** begin Data shown **
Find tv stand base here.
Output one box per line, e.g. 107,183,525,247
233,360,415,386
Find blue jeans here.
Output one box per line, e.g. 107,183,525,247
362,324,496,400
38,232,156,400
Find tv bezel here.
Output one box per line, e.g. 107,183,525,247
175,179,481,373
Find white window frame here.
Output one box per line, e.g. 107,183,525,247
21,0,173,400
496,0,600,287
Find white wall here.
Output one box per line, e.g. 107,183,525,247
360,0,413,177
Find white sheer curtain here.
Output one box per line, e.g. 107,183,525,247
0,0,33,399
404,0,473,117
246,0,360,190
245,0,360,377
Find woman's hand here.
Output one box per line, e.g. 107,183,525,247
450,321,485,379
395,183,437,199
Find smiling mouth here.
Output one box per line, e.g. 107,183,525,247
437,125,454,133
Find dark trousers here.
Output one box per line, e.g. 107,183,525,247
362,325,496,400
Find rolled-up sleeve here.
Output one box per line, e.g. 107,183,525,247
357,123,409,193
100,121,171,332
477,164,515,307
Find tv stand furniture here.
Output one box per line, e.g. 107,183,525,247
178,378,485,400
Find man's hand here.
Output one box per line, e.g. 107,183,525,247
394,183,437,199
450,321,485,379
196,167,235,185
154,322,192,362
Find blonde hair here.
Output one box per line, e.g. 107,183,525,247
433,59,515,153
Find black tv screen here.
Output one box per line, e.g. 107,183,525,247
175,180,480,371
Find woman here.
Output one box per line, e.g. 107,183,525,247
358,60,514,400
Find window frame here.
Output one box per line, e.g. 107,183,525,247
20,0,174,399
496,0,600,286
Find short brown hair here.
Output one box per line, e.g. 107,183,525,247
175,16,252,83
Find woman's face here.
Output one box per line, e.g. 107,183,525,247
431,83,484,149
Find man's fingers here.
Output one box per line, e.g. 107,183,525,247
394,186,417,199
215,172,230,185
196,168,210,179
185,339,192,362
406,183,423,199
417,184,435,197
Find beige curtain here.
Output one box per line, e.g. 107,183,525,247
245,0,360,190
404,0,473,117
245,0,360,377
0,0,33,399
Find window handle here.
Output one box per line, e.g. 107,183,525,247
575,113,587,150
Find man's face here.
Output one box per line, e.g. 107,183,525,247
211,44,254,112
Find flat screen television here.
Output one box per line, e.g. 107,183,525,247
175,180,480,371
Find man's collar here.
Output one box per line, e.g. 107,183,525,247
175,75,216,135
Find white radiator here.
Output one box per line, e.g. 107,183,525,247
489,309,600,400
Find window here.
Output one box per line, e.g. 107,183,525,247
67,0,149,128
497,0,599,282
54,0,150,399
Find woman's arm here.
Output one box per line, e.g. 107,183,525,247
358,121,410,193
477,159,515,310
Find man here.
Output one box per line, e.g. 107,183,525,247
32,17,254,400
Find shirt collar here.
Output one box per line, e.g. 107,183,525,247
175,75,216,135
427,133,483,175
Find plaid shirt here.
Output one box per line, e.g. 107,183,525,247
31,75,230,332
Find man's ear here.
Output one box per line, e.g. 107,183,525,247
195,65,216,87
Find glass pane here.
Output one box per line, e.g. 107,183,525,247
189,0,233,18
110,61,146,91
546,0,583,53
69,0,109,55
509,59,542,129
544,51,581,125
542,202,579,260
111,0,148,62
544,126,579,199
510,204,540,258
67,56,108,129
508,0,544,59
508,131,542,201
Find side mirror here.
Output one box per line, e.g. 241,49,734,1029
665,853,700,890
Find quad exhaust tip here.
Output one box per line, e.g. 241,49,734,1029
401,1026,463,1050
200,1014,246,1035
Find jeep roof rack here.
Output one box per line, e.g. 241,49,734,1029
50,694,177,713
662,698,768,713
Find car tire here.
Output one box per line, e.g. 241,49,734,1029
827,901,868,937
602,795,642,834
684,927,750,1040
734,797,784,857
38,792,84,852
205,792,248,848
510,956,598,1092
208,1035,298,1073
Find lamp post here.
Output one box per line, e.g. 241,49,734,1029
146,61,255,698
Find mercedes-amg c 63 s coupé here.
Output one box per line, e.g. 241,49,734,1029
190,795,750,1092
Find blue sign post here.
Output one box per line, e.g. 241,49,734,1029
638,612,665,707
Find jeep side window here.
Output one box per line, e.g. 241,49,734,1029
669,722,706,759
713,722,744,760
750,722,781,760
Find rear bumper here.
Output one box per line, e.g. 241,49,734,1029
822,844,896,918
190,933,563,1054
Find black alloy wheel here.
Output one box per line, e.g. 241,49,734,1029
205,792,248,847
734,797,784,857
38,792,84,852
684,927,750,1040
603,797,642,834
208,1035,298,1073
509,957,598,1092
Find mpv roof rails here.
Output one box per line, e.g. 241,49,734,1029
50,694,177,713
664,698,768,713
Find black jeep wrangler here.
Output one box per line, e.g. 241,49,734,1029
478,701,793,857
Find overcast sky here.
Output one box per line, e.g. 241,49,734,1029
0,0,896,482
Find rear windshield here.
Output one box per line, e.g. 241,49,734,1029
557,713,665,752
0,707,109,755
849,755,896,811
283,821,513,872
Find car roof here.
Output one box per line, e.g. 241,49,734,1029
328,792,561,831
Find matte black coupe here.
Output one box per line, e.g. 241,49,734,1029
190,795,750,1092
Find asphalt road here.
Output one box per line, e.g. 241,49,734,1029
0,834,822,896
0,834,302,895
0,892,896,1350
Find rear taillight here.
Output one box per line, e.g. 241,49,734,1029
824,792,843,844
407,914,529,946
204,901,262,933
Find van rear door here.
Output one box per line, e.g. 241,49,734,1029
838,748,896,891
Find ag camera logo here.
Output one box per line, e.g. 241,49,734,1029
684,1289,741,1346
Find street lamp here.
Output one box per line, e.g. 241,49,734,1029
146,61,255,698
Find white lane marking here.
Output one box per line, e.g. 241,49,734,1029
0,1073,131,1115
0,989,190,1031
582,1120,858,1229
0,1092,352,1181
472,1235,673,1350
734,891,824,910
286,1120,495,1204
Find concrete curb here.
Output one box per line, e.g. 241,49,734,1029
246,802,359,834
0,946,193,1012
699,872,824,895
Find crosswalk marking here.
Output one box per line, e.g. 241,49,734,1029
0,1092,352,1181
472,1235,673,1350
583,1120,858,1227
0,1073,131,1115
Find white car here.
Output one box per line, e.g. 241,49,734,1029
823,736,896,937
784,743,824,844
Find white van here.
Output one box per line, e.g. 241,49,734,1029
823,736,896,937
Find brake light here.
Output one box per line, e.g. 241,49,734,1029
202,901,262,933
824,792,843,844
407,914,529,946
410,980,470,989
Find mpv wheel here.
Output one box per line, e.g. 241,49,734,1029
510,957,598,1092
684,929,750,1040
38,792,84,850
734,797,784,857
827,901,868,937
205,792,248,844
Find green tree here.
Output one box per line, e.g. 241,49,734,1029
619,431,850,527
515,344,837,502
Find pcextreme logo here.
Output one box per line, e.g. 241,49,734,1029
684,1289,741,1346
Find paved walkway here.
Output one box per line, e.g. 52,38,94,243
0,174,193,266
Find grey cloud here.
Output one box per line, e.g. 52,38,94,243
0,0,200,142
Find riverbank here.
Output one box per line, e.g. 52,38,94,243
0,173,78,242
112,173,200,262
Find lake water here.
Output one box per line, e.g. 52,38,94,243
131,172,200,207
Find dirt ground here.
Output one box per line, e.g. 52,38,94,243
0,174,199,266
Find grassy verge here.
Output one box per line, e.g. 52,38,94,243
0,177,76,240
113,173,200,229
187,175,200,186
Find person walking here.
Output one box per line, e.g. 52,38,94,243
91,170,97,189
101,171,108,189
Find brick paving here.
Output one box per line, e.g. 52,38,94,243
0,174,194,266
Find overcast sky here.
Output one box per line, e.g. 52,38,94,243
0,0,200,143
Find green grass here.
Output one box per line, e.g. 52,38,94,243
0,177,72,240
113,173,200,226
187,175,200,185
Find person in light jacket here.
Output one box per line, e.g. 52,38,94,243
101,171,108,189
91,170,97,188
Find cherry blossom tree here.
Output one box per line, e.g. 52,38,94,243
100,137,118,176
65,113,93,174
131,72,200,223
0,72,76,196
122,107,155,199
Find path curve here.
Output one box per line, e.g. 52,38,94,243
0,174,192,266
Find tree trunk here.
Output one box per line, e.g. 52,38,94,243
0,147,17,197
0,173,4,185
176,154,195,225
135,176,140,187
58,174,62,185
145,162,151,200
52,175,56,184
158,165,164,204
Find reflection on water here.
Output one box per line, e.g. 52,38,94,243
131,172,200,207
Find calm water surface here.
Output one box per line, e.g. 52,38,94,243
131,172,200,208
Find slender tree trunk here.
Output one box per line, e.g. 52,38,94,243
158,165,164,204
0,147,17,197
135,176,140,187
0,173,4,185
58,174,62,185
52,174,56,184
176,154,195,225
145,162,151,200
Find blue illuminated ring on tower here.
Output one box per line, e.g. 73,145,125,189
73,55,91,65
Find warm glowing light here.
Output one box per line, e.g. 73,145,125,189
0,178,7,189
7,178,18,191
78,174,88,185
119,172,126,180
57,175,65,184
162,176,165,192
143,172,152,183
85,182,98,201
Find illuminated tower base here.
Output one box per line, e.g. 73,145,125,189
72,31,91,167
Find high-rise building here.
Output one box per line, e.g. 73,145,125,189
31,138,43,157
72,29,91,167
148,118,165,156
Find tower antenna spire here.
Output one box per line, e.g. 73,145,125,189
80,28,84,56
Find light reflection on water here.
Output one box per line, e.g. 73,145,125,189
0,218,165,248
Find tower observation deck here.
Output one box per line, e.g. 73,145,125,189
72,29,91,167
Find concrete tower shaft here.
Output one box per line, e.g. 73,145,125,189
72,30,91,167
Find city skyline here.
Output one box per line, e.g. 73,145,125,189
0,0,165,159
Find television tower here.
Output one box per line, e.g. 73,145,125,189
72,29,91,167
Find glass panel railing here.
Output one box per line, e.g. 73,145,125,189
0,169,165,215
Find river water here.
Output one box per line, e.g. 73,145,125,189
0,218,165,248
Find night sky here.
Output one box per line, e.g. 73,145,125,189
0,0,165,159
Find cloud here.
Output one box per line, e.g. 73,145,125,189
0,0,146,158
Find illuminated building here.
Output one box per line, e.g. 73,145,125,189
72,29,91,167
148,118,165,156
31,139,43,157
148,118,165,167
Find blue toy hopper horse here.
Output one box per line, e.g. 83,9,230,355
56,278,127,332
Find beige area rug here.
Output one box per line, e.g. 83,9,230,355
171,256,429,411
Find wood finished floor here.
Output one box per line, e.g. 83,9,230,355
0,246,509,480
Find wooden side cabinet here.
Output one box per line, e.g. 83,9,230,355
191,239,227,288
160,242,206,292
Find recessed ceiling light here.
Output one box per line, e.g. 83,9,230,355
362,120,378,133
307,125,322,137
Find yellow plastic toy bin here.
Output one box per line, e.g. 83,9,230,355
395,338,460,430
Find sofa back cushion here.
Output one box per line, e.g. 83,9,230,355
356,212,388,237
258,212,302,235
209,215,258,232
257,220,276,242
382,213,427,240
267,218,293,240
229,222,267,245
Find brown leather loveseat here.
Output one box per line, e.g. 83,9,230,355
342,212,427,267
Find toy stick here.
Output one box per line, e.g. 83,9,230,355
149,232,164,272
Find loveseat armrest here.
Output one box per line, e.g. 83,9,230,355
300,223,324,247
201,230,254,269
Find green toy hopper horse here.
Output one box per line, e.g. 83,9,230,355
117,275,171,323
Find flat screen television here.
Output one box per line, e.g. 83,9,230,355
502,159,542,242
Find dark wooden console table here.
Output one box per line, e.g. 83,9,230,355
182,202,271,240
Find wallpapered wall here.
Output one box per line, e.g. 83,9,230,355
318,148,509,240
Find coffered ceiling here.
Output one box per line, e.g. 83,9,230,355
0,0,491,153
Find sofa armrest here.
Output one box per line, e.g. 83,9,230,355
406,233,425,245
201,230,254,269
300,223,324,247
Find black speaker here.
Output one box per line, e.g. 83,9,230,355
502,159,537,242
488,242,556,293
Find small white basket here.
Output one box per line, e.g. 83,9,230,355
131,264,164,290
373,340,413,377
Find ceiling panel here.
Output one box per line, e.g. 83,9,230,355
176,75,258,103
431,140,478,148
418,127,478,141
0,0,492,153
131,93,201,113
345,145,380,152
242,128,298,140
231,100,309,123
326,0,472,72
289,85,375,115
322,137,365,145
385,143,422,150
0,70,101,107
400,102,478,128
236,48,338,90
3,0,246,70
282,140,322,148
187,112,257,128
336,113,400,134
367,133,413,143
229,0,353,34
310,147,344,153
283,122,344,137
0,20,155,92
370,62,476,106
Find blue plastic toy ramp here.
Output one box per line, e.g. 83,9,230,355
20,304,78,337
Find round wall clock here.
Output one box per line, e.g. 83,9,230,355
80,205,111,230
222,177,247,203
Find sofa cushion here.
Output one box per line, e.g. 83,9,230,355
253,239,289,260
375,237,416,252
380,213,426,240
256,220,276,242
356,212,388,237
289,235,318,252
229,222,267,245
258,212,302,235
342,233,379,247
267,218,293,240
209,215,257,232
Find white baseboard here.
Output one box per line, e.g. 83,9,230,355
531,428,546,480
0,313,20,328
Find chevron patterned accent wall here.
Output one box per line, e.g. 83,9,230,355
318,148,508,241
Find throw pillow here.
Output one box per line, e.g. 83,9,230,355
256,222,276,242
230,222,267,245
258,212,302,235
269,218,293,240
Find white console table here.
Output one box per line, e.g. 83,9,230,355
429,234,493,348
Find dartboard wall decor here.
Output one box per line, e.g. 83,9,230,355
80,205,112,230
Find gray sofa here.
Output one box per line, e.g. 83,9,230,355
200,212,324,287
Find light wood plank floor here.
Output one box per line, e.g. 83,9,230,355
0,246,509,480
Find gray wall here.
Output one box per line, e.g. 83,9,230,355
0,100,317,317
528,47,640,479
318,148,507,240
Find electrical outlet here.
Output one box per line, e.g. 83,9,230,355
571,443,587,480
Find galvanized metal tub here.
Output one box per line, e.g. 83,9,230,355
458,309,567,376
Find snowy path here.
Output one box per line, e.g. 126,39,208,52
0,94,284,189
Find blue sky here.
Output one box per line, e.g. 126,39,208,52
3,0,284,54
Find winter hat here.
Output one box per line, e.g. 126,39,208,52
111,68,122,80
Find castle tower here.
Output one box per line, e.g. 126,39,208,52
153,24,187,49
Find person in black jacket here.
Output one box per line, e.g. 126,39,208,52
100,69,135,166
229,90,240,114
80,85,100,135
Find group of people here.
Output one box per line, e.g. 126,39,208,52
** end Data shown **
### [Task prompt]
Rewrite the material from the line containing "Find beige area rug here." through the line containing "160,242,206,292", inclusive, changing "side cabinet" to "storage chest" and leaving everything else as it is.

### [Right answer]
Find beige area rug here.
Output one box per line, e.g. 83,9,230,355
171,256,429,411
Find wood finished floor here.
Output one box per line, e.g. 83,9,230,355
0,246,509,480
Find wooden storage chest here.
Output one box per line, e.g. 83,9,230,355
191,239,227,288
160,242,206,292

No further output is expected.